こうした中、コロナ禍により昨年末から中国企業や現地日系企業からの問い合わせが急増。「昨年12月からの1カ月分だけで、日本の1年間分に相当する引き合い件数でした。中国の場合、工場で新型コロナが発生したら数週間の操業停止になるため、死活問題になるからです」(柴野佳英会長)という。
そこで、天津に進出する日系の中堅機械商社と組み、同社の現地子会社内に実験センターを置いた。東莞でも協力関係にある中国人スタッフの駐在事務所を活用する。
■日系、現地企業に販売
天津は日系自動車産業が進出する一方で、中国南部にあたる東莞には現地の大手通信企業など、電子部品関連の企業が集積する。2拠点を設けたことで、現地からの需要に対応できる体制が整ったという。

→ 提供データ:
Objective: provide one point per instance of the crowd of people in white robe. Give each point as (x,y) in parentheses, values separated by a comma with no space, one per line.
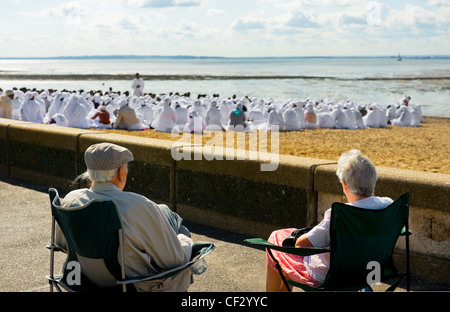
(174,112)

→ 作成内容:
上の引用文を全文、一字も変えずに書き写してください。

→ 回答:
こうした中、コロナ禍により昨年末から中国企業や現地日系企業からの問い合わせが急増。「昨年12月からの1カ月分だけで、日本の1年間分に相当する引き合い件数でした。中国の場合、工場で新型コロナが発生したら数週間の操業停止になるため、死活問題になるからです」(柴野佳英会長)という。
そこで、天津に進出する日系の中堅機械商社と組み、同社の現地子会社内に実験センターを置いた。東莞でも協力関係にある中国人スタッフの駐在事務所を活用する。
■日系、現地企業に販売
天津は日系自動車産業が進出する一方で、中国南部にあたる東莞には現地の大手通信企業など、電子部品関連の企業が集積する。2拠点を設けたことで、現地からの需要に対応できる体制が整ったという。